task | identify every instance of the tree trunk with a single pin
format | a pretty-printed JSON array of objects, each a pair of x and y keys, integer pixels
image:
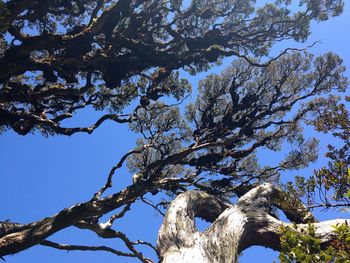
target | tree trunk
[{"x": 235, "y": 227}]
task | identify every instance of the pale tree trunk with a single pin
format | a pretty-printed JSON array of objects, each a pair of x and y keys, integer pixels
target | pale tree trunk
[{"x": 235, "y": 227}]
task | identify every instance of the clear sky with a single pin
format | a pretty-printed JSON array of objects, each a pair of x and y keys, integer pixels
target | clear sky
[{"x": 41, "y": 176}]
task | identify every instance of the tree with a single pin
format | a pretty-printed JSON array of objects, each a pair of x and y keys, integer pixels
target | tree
[{"x": 60, "y": 57}]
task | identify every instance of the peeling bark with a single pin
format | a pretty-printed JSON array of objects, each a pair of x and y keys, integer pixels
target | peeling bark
[{"x": 236, "y": 227}]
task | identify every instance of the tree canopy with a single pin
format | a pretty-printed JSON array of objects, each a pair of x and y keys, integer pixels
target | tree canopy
[{"x": 125, "y": 59}]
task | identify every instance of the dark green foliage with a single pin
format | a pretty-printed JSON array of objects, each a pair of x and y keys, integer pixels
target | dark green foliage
[
  {"x": 61, "y": 56},
  {"x": 301, "y": 246}
]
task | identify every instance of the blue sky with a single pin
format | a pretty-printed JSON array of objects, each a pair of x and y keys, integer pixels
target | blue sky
[{"x": 41, "y": 176}]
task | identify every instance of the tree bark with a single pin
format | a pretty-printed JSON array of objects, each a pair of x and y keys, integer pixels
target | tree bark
[{"x": 234, "y": 227}]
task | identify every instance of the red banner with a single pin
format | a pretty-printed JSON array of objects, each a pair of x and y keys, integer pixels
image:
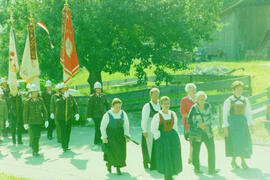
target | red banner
[{"x": 69, "y": 58}]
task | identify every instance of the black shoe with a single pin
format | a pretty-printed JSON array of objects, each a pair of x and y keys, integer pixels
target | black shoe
[
  {"x": 197, "y": 171},
  {"x": 213, "y": 172},
  {"x": 49, "y": 137},
  {"x": 145, "y": 165},
  {"x": 234, "y": 165},
  {"x": 35, "y": 154},
  {"x": 118, "y": 171},
  {"x": 66, "y": 149},
  {"x": 168, "y": 178},
  {"x": 244, "y": 165}
]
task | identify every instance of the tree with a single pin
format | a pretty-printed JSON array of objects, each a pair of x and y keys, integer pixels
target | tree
[{"x": 113, "y": 35}]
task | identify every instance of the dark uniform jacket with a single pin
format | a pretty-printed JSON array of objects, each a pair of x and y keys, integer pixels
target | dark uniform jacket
[
  {"x": 97, "y": 106},
  {"x": 46, "y": 96},
  {"x": 34, "y": 112},
  {"x": 64, "y": 108},
  {"x": 3, "y": 113},
  {"x": 15, "y": 107}
]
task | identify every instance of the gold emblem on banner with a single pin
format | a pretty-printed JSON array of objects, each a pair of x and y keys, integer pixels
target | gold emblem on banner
[{"x": 69, "y": 47}]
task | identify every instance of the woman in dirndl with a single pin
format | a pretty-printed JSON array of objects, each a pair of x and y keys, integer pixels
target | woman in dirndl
[
  {"x": 115, "y": 133},
  {"x": 237, "y": 124},
  {"x": 148, "y": 112},
  {"x": 185, "y": 107},
  {"x": 167, "y": 144},
  {"x": 201, "y": 120}
]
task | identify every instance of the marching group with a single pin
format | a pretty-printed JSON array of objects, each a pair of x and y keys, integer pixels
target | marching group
[{"x": 161, "y": 148}]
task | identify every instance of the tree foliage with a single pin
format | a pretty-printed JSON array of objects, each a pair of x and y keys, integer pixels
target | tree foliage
[{"x": 113, "y": 35}]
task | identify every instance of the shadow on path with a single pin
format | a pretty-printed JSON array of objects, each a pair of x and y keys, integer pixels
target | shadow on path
[
  {"x": 35, "y": 160},
  {"x": 251, "y": 173},
  {"x": 79, "y": 163},
  {"x": 124, "y": 176}
]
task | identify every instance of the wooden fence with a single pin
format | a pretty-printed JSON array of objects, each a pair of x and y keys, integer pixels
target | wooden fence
[
  {"x": 134, "y": 101},
  {"x": 179, "y": 79}
]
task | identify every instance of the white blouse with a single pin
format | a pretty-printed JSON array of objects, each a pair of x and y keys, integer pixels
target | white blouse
[
  {"x": 227, "y": 107},
  {"x": 156, "y": 121},
  {"x": 146, "y": 113},
  {"x": 106, "y": 119}
]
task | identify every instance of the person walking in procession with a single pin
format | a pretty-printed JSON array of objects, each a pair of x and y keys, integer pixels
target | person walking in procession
[
  {"x": 6, "y": 91},
  {"x": 115, "y": 133},
  {"x": 47, "y": 95},
  {"x": 3, "y": 112},
  {"x": 65, "y": 108},
  {"x": 97, "y": 106},
  {"x": 34, "y": 117},
  {"x": 168, "y": 147},
  {"x": 185, "y": 107},
  {"x": 148, "y": 112},
  {"x": 201, "y": 119},
  {"x": 52, "y": 112},
  {"x": 15, "y": 109},
  {"x": 237, "y": 124}
]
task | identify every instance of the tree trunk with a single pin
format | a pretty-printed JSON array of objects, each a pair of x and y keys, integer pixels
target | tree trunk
[{"x": 94, "y": 76}]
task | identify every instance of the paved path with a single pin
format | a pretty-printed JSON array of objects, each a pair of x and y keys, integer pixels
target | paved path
[{"x": 84, "y": 163}]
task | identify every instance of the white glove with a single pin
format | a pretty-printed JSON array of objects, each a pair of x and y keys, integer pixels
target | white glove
[
  {"x": 7, "y": 124},
  {"x": 46, "y": 124},
  {"x": 66, "y": 94},
  {"x": 77, "y": 117},
  {"x": 89, "y": 119}
]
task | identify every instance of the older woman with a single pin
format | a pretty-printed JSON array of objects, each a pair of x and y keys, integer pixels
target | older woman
[
  {"x": 236, "y": 121},
  {"x": 186, "y": 104},
  {"x": 200, "y": 119},
  {"x": 148, "y": 111},
  {"x": 115, "y": 133},
  {"x": 168, "y": 149}
]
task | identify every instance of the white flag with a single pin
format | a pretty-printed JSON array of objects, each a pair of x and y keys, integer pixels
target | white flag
[
  {"x": 13, "y": 64},
  {"x": 30, "y": 67}
]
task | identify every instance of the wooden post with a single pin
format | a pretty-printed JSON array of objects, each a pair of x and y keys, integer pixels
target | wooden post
[
  {"x": 249, "y": 86},
  {"x": 220, "y": 118}
]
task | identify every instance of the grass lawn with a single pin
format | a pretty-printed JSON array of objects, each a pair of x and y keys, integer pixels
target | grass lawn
[
  {"x": 258, "y": 70},
  {"x": 5, "y": 177}
]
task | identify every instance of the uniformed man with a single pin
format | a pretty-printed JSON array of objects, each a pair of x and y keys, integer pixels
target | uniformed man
[
  {"x": 15, "y": 117},
  {"x": 65, "y": 106},
  {"x": 97, "y": 106},
  {"x": 6, "y": 90},
  {"x": 52, "y": 108},
  {"x": 46, "y": 95},
  {"x": 3, "y": 112},
  {"x": 34, "y": 116}
]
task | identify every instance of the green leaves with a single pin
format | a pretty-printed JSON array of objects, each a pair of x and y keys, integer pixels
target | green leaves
[{"x": 111, "y": 35}]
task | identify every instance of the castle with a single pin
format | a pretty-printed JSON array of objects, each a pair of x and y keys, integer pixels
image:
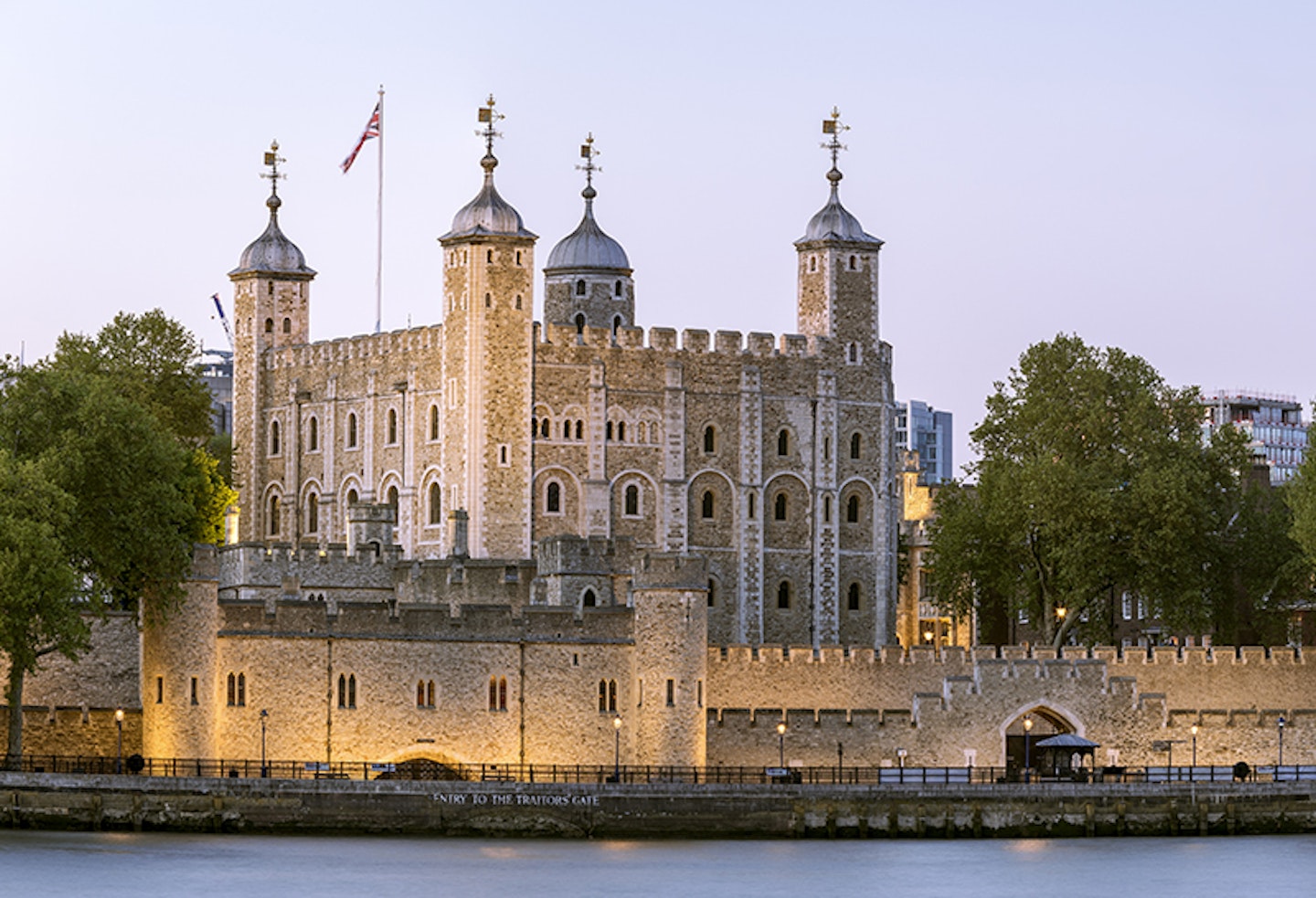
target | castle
[{"x": 495, "y": 541}]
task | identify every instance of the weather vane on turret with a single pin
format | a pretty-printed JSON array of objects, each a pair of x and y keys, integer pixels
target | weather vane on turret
[
  {"x": 488, "y": 117},
  {"x": 272, "y": 159},
  {"x": 589, "y": 153},
  {"x": 832, "y": 125}
]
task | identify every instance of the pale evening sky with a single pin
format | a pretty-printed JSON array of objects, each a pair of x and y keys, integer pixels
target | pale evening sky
[{"x": 1139, "y": 173}]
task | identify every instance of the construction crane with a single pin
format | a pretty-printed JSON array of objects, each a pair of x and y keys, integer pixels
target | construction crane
[{"x": 228, "y": 332}]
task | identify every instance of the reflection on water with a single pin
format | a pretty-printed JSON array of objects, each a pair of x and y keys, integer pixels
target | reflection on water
[{"x": 157, "y": 864}]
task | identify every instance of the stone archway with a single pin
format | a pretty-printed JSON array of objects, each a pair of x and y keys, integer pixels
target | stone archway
[{"x": 1024, "y": 730}]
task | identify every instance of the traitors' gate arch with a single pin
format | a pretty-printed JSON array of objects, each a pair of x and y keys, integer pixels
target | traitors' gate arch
[{"x": 1028, "y": 726}]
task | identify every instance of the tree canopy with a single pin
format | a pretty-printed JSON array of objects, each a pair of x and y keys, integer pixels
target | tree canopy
[
  {"x": 1094, "y": 479},
  {"x": 103, "y": 446}
]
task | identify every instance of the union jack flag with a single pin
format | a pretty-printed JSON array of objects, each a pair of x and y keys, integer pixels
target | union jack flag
[{"x": 373, "y": 128}]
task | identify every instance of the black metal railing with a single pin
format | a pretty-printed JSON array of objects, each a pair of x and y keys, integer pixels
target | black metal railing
[{"x": 427, "y": 769}]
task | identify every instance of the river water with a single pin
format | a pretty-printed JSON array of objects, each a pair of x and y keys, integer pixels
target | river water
[{"x": 143, "y": 865}]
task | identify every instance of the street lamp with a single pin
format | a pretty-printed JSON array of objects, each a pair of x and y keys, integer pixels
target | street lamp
[
  {"x": 119, "y": 755},
  {"x": 1280, "y": 742},
  {"x": 616, "y": 748},
  {"x": 265, "y": 771},
  {"x": 1028, "y": 747}
]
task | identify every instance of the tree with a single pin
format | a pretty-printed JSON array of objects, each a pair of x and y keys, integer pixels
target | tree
[
  {"x": 1094, "y": 478},
  {"x": 120, "y": 437},
  {"x": 150, "y": 358},
  {"x": 37, "y": 584}
]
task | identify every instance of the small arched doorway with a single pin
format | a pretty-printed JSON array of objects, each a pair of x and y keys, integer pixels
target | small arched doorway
[{"x": 1023, "y": 734}]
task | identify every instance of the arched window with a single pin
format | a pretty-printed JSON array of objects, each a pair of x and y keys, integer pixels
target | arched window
[{"x": 436, "y": 497}]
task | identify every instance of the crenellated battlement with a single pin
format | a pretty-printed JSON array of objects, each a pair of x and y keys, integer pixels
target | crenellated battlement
[{"x": 362, "y": 346}]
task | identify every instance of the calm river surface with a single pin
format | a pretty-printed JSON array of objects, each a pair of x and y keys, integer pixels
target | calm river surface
[{"x": 157, "y": 864}]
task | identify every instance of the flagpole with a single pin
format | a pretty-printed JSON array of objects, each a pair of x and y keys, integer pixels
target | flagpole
[{"x": 379, "y": 220}]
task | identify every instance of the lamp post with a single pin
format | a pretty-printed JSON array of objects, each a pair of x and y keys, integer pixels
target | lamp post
[
  {"x": 616, "y": 748},
  {"x": 119, "y": 754},
  {"x": 1280, "y": 742},
  {"x": 1028, "y": 747},
  {"x": 265, "y": 771}
]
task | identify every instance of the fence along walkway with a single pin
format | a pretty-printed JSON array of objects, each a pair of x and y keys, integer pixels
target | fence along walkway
[{"x": 601, "y": 773}]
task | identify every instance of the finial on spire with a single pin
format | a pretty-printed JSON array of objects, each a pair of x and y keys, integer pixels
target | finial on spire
[
  {"x": 488, "y": 133},
  {"x": 589, "y": 153},
  {"x": 832, "y": 125},
  {"x": 272, "y": 159}
]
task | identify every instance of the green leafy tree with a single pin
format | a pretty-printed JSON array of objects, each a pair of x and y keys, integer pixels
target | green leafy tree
[
  {"x": 150, "y": 358},
  {"x": 1092, "y": 478},
  {"x": 38, "y": 613}
]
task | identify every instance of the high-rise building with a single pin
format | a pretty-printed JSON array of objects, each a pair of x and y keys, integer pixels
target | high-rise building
[
  {"x": 1273, "y": 424},
  {"x": 924, "y": 430}
]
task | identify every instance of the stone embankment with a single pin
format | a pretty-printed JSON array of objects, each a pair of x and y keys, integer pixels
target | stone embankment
[{"x": 715, "y": 811}]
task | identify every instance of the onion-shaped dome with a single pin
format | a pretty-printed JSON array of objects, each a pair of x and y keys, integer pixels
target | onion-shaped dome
[
  {"x": 587, "y": 246},
  {"x": 834, "y": 222},
  {"x": 487, "y": 213},
  {"x": 272, "y": 251}
]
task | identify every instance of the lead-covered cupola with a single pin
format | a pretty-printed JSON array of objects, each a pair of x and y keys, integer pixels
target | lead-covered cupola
[{"x": 587, "y": 278}]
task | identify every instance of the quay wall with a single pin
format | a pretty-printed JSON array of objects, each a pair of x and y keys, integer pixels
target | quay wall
[{"x": 718, "y": 811}]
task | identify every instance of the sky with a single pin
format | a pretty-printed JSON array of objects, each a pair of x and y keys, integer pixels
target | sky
[{"x": 1136, "y": 173}]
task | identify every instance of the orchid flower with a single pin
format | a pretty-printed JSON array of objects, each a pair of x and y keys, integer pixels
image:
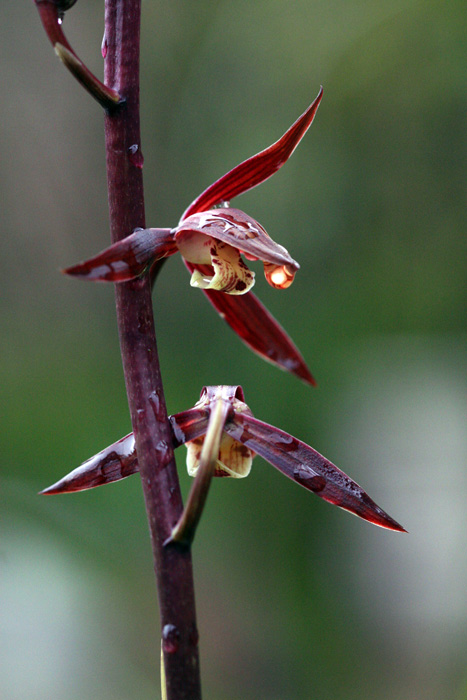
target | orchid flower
[
  {"x": 222, "y": 438},
  {"x": 212, "y": 242}
]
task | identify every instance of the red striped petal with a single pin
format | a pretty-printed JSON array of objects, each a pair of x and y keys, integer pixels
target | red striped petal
[
  {"x": 250, "y": 320},
  {"x": 120, "y": 460},
  {"x": 128, "y": 258},
  {"x": 308, "y": 468},
  {"x": 258, "y": 168}
]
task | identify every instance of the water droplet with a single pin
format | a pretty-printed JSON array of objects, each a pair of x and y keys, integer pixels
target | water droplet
[
  {"x": 135, "y": 156},
  {"x": 155, "y": 402},
  {"x": 170, "y": 639},
  {"x": 309, "y": 479},
  {"x": 162, "y": 447},
  {"x": 104, "y": 46}
]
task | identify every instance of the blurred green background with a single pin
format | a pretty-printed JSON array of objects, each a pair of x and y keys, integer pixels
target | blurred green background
[{"x": 296, "y": 599}]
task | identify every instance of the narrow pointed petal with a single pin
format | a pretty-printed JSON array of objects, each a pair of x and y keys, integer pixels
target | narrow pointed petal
[
  {"x": 50, "y": 14},
  {"x": 240, "y": 231},
  {"x": 258, "y": 329},
  {"x": 128, "y": 258},
  {"x": 115, "y": 462},
  {"x": 308, "y": 468},
  {"x": 258, "y": 168},
  {"x": 120, "y": 460}
]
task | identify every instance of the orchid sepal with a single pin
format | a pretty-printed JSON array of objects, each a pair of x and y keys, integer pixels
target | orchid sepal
[
  {"x": 297, "y": 460},
  {"x": 127, "y": 259},
  {"x": 258, "y": 168}
]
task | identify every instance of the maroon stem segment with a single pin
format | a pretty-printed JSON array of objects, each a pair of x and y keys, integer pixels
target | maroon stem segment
[{"x": 140, "y": 359}]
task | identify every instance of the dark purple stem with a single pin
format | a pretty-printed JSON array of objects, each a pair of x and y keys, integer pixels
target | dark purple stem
[{"x": 140, "y": 359}]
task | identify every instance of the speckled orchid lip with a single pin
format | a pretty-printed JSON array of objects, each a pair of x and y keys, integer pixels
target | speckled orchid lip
[
  {"x": 242, "y": 311},
  {"x": 297, "y": 460}
]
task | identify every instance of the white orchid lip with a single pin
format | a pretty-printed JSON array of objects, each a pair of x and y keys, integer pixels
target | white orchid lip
[{"x": 227, "y": 272}]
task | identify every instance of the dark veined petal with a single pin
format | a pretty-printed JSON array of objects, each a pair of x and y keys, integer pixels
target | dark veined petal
[
  {"x": 111, "y": 464},
  {"x": 120, "y": 460},
  {"x": 258, "y": 168},
  {"x": 308, "y": 468},
  {"x": 240, "y": 231},
  {"x": 128, "y": 258},
  {"x": 258, "y": 329}
]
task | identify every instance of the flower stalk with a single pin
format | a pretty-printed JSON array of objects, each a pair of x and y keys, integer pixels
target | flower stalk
[{"x": 153, "y": 437}]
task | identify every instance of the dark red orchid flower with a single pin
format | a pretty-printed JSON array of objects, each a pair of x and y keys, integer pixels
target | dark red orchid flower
[
  {"x": 213, "y": 243},
  {"x": 222, "y": 419}
]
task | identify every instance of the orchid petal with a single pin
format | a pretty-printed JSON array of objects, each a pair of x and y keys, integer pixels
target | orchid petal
[
  {"x": 308, "y": 468},
  {"x": 230, "y": 273},
  {"x": 259, "y": 330},
  {"x": 258, "y": 168},
  {"x": 238, "y": 230},
  {"x": 120, "y": 460},
  {"x": 115, "y": 462},
  {"x": 128, "y": 258}
]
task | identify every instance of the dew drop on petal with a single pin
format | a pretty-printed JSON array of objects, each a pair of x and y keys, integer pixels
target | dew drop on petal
[
  {"x": 135, "y": 156},
  {"x": 310, "y": 480}
]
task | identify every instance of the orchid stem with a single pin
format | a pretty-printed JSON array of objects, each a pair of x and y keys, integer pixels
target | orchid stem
[
  {"x": 184, "y": 530},
  {"x": 146, "y": 401}
]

Instructions to follow -
The lines to quote run from the one containing "task | identify every instance of the flower" through the final line of the material above; please give them exactly, both ends included, and nothing else.

Result of this task -
task | identify every instance of the flower stalk with a single pin
format | a pretty-printed JSON array of objects, each a pair of x and y keys, integer pixels
target | flower stalk
[{"x": 153, "y": 437}]
task | identify every instance of the dark red orchid flower with a single pin
format | a pretty-printed JSON array of objects, each a pair of x and y keys, integer pixels
target | dark red orchid flower
[
  {"x": 213, "y": 243},
  {"x": 222, "y": 419}
]
task | identify every instance of the orchid petal with a single pin
format | a pretty-printed JSON array of objects, each a pair of x and y keys, integer pixels
target | orchid petal
[
  {"x": 308, "y": 468},
  {"x": 230, "y": 273},
  {"x": 259, "y": 330},
  {"x": 258, "y": 168},
  {"x": 238, "y": 230},
  {"x": 120, "y": 460},
  {"x": 115, "y": 462},
  {"x": 128, "y": 258}
]
task | identify every instance of the dew drop on petal with a single pin
format | a pretty-printed JSON array of objects, each a pair of x and y keys, integer pixels
target | dew drop on petal
[
  {"x": 135, "y": 156},
  {"x": 310, "y": 480}
]
task | identify every instance of the orchid stem with a single pin
format | a pretty-printed JSON array of objects, each a pair of x and y keys, integer pixels
target | orchid stem
[
  {"x": 184, "y": 530},
  {"x": 146, "y": 401}
]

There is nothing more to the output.